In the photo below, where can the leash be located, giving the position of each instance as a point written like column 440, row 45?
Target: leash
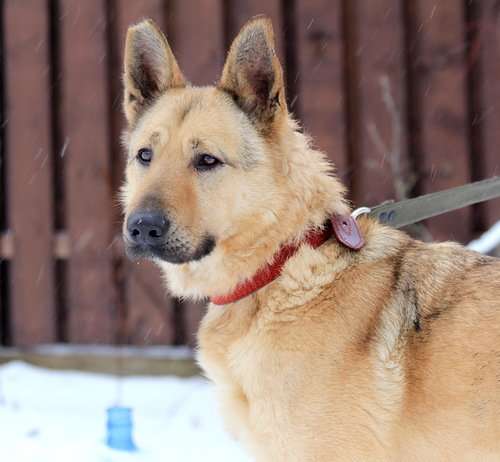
column 409, row 211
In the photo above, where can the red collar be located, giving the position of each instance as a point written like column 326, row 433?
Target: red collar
column 346, row 231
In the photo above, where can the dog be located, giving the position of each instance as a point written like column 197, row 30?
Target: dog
column 364, row 345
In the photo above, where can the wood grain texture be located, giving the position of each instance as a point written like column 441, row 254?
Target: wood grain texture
column 199, row 39
column 441, row 99
column 381, row 169
column 320, row 84
column 92, row 295
column 30, row 208
column 486, row 50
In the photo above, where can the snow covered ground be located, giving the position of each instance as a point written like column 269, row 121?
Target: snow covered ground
column 52, row 416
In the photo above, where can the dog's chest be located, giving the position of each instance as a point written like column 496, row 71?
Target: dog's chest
column 270, row 384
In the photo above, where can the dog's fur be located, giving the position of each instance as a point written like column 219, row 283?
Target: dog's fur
column 390, row 353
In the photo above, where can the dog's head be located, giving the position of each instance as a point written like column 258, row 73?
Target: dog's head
column 217, row 177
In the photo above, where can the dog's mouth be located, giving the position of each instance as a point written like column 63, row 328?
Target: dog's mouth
column 173, row 251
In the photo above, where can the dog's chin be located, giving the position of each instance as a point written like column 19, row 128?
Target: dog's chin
column 168, row 253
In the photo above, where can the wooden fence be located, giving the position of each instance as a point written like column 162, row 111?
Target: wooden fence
column 403, row 95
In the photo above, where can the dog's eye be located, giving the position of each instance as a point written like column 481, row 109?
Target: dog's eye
column 206, row 162
column 144, row 156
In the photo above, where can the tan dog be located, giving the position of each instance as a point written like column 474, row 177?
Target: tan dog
column 389, row 353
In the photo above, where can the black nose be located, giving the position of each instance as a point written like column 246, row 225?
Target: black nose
column 147, row 228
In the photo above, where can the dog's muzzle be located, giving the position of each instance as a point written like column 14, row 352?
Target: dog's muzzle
column 148, row 234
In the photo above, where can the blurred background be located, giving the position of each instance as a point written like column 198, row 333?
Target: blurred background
column 402, row 95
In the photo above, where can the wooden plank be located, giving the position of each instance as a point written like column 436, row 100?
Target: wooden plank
column 320, row 77
column 487, row 51
column 32, row 310
column 92, row 296
column 441, row 104
column 381, row 158
column 198, row 39
column 148, row 309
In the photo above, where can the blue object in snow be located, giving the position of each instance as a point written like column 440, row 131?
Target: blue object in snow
column 119, row 429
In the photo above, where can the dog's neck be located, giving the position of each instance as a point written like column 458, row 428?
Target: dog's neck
column 343, row 227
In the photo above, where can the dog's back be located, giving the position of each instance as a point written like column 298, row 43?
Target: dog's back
column 392, row 353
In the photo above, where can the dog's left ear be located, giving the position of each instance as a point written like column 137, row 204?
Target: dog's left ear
column 150, row 69
column 253, row 74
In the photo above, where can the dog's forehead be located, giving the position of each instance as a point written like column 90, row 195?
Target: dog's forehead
column 201, row 113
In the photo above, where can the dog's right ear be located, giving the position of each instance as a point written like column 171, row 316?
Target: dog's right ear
column 150, row 69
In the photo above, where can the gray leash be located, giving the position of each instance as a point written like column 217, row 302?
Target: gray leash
column 409, row 211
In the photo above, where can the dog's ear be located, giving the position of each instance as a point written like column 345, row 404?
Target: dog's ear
column 150, row 68
column 253, row 74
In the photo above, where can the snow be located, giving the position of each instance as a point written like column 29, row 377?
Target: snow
column 488, row 242
column 52, row 416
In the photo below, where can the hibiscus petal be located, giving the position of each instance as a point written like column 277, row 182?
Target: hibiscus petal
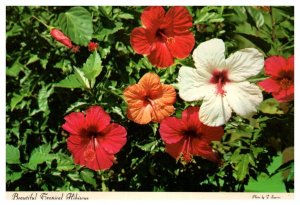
column 274, row 65
column 284, row 95
column 160, row 112
column 162, row 107
column 244, row 64
column 103, row 159
column 150, row 82
column 243, row 97
column 214, row 110
column 202, row 148
column 178, row 19
column 75, row 122
column 168, row 94
column 134, row 93
column 97, row 117
column 140, row 41
column 160, row 55
column 77, row 145
column 209, row 55
column 141, row 115
column 190, row 117
column 113, row 138
column 152, row 17
column 181, row 46
column 175, row 150
column 270, row 85
column 138, row 110
column 192, row 86
column 171, row 130
column 290, row 63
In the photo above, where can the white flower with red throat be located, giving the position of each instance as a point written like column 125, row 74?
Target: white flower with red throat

• _Exercise details_
Please rewrite all of the rows above, replacing "each instance" with "every instance" and changing nothing else. Leave the pictures out.

• _Solution_
In the photo below, where can the leash be located, giving the position of every instance as a point written like column 440, row 45?
Target: leash
column 409, row 211
In the photo above, where can the red collar be located, giving the position of every instance as a point written like column 326, row 433?
Target: red collar
column 346, row 231
In the photo above, where can the dog be located, giving the position of every instance as a point written like column 197, row 30?
Target: dog
column 364, row 345
In the photo above, where can the wood grain texture be located, giving the position of every instance as a point written like column 441, row 254?
Target: wood grain texture
column 199, row 39
column 441, row 99
column 381, row 169
column 320, row 84
column 92, row 295
column 30, row 208
column 486, row 50
In the photo above, where can the snow covered ground be located, giving the position of every instance as a point written like column 269, row 121?
Target: snow covered ground
column 52, row 416
In the photo above, where can the dog's chest be located, giving the position of every instance as a point written like column 496, row 71?
Target: dog's chest
column 270, row 384
In the photo above, where can the dog's fur be located, giving the position of every instance as a point written like column 219, row 283?
Target: dog's fur
column 390, row 353
In the photo above, where can the dog's head be located, giving the position of every instance as a point written like column 258, row 73?
Target: dog's head
column 217, row 177
In the photo above, where can the dog's mouth be located, giving the position of every instance as a point written like column 63, row 328?
Target: dog's mouth
column 173, row 251
In the photo above, where can the dog's chin be located, giving the position of every instance as a point written like column 19, row 128?
Target: dog's chin
column 168, row 253
In the photo above, where can the wooden fence be located, giving the position of every instance as a point written like column 162, row 111?
Target: wooden fence
column 403, row 95
In the photo above, where can the dog's eye be located, giving the position of every instance as a point written like column 481, row 109?
Target: dog's eye
column 206, row 162
column 144, row 156
In the photo above, where can the tan dog be located, giving the position of every instance as a point written like column 474, row 177?
Target: tan dog
column 389, row 353
In the photo above, where can the black nose be located, giving the position of every instance as a point written like column 246, row 225?
Target: black nose
column 147, row 228
In the photo above, where can the dog's muzzle be located, giving the position of every instance as a point written like column 14, row 352?
Target: dog's muzzle
column 148, row 234
In the photo above, where can the blurred background be located, giving the position of every instance as a point written like column 198, row 333?
Target: blurred background
column 402, row 95
In the photo above, where can the wooden plank be located, giving the position of every instance as a point written like column 436, row 100?
Target: wooden plank
column 320, row 77
column 487, row 51
column 32, row 310
column 92, row 296
column 441, row 104
column 381, row 158
column 198, row 39
column 148, row 309
In the photo above, where can the blue object in snow be located, giving the position of every instance as a point written like column 440, row 131?
Target: blue object in snow
column 119, row 429
In the photo above, where can the dog's neck be located, giving the position of every instance as a point written like column 458, row 428?
Target: dog's neck
column 343, row 227
In the photo above, where can the dog's back be located, giving the position of every instance as a point written like column 298, row 43?
Target: dog's back
column 392, row 353
In the photo above, where can the dog's left ear be located, giving the position of every instance as a point written like column 137, row 204?
Target: dog's left ear
column 150, row 69
column 253, row 74
In the photo above, where can the dog's forehead be located, giving the position of every instance as a point written like column 90, row 195?
Target: dog's forehead
column 201, row 113
In the photo above, where can the dog's right ear be located, giving the position of every instance as a point written like column 171, row 316?
Target: dog's right ear
column 150, row 69
In the photo above, where can the gray leash be located, giving the position of every instance as a point written like column 217, row 302?
Target: gray leash
column 409, row 211
In the photo above, where can the dog's ear be located, giving the position of every instance as a point written like column 345, row 404?
Target: dog's ear
column 150, row 68
column 253, row 74
In the photo above, where can the snow be located, giving the position of every instance as a point written like column 29, row 377?
Target: snow
column 488, row 242
column 52, row 416
In the photo below, where can the hibiscus petal be located, giving the position of every instance as a point written like column 277, row 182?
Target: hibiscus petal
column 274, row 65
column 284, row 95
column 160, row 112
column 162, row 107
column 244, row 64
column 103, row 159
column 150, row 82
column 243, row 97
column 214, row 110
column 202, row 148
column 178, row 19
column 75, row 122
column 168, row 94
column 134, row 93
column 97, row 117
column 140, row 41
column 160, row 55
column 77, row 145
column 209, row 55
column 141, row 115
column 190, row 117
column 113, row 138
column 152, row 17
column 181, row 46
column 175, row 150
column 270, row 85
column 138, row 110
column 192, row 86
column 171, row 130
column 290, row 63
In the photo above, where can the white flower with red throat be located, giving the position of every instance as a point written like column 125, row 74?
Target: white flower with red throat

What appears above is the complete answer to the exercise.